Polygon outlines for photos
[BEGIN]
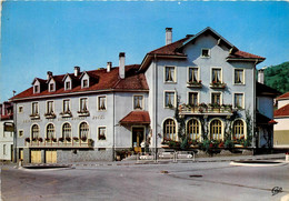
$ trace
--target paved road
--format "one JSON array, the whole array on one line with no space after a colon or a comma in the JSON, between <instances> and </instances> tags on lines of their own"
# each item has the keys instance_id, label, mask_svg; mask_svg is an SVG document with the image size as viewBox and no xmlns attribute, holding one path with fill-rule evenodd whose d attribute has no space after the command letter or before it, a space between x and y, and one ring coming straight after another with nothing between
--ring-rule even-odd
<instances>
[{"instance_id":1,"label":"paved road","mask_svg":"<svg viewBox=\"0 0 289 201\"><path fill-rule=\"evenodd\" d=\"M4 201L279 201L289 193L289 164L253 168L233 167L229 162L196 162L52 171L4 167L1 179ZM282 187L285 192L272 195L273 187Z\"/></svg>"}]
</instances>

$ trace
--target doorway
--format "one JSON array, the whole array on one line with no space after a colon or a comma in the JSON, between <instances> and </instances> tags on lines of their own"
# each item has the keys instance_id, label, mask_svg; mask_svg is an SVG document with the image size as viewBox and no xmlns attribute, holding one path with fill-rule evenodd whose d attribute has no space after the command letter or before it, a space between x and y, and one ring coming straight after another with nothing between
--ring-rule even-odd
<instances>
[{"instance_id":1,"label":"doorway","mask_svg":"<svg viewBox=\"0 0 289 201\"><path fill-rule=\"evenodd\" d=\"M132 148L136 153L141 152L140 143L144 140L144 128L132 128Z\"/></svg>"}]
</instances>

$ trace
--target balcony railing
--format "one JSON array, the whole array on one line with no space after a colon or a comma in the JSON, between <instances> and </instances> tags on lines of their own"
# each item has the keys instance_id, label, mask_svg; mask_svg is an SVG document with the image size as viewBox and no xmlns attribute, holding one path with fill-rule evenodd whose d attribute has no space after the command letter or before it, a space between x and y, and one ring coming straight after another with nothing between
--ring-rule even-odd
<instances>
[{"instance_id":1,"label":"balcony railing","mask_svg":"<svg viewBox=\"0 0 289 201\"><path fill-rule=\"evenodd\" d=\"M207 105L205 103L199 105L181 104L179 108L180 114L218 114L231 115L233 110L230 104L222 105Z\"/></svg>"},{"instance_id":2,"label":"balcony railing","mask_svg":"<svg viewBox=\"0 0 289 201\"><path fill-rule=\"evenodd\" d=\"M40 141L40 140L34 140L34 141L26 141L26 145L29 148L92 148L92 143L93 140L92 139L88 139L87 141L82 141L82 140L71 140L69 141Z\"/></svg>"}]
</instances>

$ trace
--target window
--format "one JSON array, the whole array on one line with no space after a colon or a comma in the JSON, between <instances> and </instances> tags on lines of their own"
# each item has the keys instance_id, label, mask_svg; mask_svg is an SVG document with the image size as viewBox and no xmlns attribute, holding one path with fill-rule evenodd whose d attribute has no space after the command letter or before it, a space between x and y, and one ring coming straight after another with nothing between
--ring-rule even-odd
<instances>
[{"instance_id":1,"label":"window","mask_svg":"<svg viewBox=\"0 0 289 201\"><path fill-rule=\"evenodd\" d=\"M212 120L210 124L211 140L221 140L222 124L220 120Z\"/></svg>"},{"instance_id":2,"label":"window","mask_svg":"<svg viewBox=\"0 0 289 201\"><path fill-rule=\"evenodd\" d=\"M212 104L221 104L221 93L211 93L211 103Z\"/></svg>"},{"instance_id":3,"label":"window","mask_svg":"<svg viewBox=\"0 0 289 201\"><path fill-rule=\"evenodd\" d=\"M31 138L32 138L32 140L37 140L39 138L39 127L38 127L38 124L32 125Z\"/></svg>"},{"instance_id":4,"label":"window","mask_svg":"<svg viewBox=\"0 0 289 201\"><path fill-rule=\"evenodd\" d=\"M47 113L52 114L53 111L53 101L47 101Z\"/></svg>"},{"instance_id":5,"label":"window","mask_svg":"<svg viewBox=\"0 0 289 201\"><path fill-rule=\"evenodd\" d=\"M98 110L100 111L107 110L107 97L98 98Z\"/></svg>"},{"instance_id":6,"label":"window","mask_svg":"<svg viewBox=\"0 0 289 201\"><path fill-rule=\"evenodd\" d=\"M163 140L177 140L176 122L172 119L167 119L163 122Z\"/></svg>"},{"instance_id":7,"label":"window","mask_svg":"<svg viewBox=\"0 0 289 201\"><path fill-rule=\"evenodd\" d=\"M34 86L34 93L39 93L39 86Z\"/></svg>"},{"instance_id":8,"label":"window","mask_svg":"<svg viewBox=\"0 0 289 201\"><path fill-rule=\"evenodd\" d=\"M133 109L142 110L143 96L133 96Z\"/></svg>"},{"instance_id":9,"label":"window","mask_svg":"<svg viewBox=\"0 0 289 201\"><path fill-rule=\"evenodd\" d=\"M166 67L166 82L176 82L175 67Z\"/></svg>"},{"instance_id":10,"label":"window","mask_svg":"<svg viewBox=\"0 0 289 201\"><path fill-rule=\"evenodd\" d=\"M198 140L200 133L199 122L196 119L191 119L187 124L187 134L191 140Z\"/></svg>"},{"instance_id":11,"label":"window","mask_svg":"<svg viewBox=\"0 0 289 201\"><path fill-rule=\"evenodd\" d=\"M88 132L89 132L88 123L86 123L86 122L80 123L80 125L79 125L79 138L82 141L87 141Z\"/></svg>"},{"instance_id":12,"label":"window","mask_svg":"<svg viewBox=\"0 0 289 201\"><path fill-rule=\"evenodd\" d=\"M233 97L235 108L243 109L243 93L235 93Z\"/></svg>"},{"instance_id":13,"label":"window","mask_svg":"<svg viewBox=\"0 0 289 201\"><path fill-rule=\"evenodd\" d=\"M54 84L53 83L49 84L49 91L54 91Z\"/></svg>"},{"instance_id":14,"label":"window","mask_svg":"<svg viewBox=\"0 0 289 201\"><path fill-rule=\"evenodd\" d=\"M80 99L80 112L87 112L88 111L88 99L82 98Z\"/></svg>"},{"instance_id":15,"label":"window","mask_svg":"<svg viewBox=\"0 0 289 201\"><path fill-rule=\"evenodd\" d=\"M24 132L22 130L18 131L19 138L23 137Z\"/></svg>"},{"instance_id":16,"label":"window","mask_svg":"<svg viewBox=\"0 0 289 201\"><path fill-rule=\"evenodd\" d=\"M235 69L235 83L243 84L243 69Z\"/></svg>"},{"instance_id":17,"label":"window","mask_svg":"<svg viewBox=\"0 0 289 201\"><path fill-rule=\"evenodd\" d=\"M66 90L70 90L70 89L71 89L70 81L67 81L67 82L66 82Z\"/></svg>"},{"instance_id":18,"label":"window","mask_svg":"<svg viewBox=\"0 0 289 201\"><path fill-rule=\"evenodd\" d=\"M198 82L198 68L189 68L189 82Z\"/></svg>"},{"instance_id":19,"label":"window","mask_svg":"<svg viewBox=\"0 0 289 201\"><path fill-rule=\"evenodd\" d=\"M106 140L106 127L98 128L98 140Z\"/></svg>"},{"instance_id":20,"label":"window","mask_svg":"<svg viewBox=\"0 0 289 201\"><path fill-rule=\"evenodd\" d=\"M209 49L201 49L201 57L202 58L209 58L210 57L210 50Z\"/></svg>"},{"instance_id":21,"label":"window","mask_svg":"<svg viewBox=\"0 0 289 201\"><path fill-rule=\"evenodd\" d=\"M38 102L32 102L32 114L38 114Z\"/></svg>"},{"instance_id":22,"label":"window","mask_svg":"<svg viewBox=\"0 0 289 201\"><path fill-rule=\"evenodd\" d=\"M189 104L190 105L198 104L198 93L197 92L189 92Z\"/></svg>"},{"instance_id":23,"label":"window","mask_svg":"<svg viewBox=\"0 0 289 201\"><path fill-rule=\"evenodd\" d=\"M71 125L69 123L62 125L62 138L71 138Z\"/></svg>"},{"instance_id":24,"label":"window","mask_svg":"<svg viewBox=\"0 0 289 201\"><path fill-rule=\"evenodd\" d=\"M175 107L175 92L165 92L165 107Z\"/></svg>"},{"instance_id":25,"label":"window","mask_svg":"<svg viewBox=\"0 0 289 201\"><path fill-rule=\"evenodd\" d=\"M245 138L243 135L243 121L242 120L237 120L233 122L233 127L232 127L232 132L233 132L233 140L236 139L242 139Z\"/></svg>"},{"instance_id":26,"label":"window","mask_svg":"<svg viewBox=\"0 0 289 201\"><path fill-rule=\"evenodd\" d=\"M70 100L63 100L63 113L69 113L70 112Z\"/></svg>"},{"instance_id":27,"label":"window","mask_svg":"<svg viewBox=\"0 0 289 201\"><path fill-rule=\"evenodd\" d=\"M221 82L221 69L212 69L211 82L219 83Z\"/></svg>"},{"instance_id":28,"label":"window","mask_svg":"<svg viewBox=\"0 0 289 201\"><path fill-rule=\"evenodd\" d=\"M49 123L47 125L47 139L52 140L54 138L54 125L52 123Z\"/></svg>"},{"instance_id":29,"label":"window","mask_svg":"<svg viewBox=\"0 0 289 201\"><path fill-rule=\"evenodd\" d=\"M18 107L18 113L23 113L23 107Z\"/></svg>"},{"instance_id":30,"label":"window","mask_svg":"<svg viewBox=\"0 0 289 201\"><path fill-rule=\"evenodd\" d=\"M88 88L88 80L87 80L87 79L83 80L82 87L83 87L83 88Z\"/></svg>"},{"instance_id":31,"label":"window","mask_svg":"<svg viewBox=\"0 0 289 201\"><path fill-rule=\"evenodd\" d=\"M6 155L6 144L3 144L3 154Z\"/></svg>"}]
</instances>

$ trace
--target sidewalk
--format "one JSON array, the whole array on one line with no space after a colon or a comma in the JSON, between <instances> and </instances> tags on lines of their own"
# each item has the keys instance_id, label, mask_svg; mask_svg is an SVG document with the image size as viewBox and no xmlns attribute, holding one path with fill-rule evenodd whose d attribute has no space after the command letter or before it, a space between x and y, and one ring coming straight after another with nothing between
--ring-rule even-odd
[END]
[BEGIN]
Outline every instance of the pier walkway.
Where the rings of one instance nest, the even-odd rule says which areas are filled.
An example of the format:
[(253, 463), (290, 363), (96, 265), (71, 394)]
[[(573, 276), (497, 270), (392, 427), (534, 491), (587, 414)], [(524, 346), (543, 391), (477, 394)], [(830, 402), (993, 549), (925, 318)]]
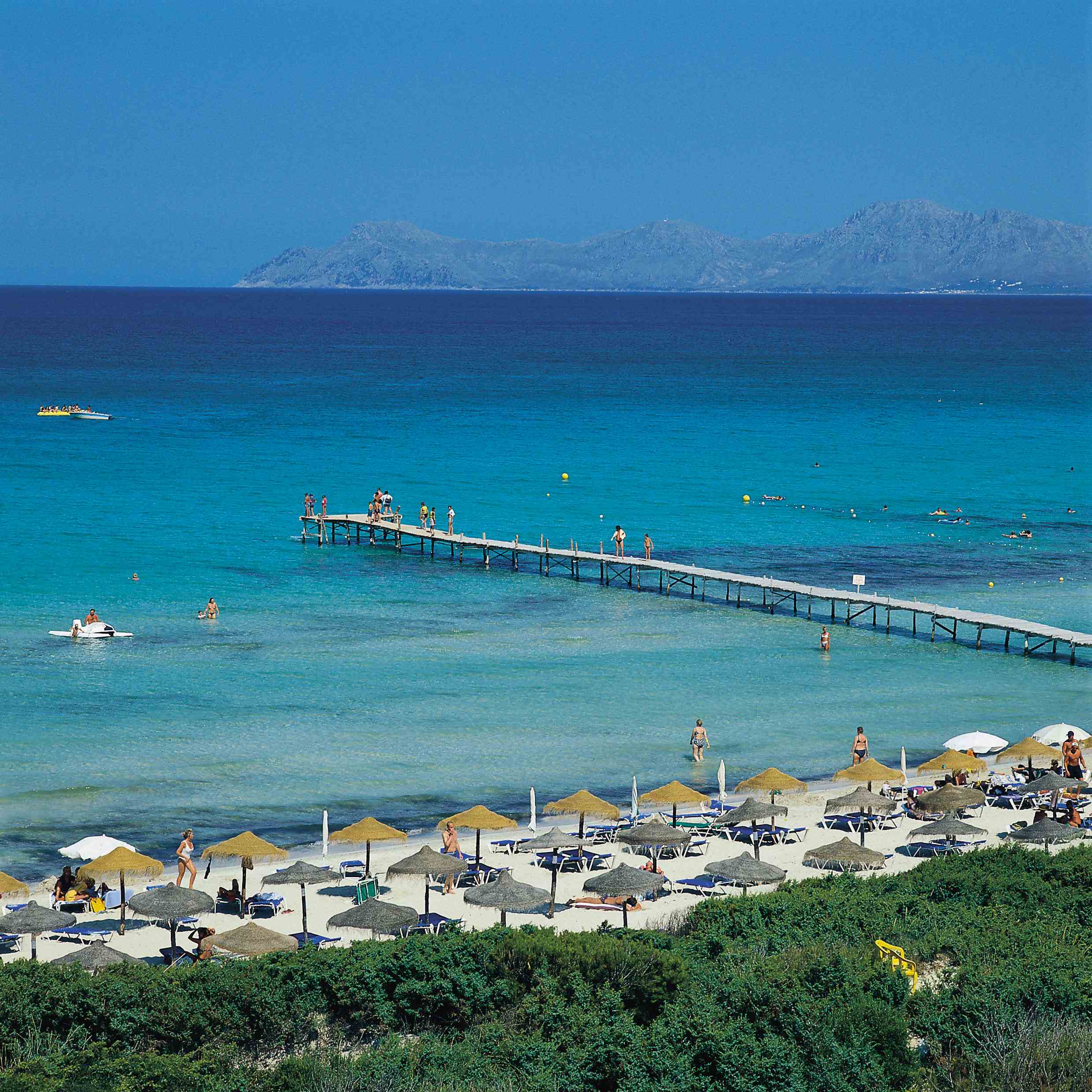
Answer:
[END]
* _WHAT IS ASKED_: Swap "pier walkway" for "jetty" in the lines starting with the line containing "Outline every instance of the pier walkway." and going on through the line containing "[(253, 463), (290, 363), (96, 265), (71, 394)]", and give those lines back with everything else unchanged.

* _SOLUTION TO THIS EXERCISE_:
Outline every instance of the jetty.
Where the rings of one instance nest, the even-odd rule says which areas are filled.
An example of the format:
[(253, 463), (290, 363), (96, 265), (71, 394)]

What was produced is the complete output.